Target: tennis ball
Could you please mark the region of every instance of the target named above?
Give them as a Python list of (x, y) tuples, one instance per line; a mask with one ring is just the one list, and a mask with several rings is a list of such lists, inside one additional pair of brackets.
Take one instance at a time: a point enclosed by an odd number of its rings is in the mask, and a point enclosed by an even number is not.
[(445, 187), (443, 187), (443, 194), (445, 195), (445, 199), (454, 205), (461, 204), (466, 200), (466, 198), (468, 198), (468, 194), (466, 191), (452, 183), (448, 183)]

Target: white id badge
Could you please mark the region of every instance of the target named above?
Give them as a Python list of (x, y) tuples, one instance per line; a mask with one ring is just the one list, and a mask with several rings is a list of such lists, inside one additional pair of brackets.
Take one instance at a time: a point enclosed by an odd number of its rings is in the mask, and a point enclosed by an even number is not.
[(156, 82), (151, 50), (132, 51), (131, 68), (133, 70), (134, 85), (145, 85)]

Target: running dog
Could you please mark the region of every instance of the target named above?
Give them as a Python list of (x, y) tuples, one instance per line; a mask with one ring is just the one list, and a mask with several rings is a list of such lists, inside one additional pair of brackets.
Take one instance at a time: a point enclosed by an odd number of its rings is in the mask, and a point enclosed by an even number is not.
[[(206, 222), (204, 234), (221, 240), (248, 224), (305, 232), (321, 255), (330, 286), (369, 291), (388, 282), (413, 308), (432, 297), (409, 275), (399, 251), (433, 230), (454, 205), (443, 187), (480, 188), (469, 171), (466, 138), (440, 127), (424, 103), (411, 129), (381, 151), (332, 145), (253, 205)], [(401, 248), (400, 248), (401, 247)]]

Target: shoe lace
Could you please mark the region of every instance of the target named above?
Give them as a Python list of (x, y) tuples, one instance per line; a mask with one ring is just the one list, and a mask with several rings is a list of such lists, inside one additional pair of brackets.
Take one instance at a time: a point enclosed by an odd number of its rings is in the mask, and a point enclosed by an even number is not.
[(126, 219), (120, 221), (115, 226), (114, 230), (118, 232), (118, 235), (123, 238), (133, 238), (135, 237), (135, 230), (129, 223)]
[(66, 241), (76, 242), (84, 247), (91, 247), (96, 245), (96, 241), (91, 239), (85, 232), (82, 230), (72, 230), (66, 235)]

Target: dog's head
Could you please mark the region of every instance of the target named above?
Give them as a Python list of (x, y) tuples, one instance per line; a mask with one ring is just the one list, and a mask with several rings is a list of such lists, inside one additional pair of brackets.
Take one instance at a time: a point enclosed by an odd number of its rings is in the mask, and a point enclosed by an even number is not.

The problem: Offset the items from the line with "Target: white id badge" to the line with "85), (145, 85)]", both lines included, by adding 83 to every coordinate in their answers, and write these lines out again in full. Leave every other line unchanged.

Written answer:
Target: white id badge
Could you please mark the region of every instance of the target named above?
Give them as a Python list of (x, y) tuples, one instance per line; a mask with one ring is just the one list, and a mask with several rings is a list of such lists, inside one additional pair of brackets.
Take one instance at a time: a point enclosed by an odd number of its rings is in the mask, and a point enclosed by an even number is not.
[(239, 165), (234, 133), (215, 134), (214, 151), (216, 153), (217, 168), (228, 168)]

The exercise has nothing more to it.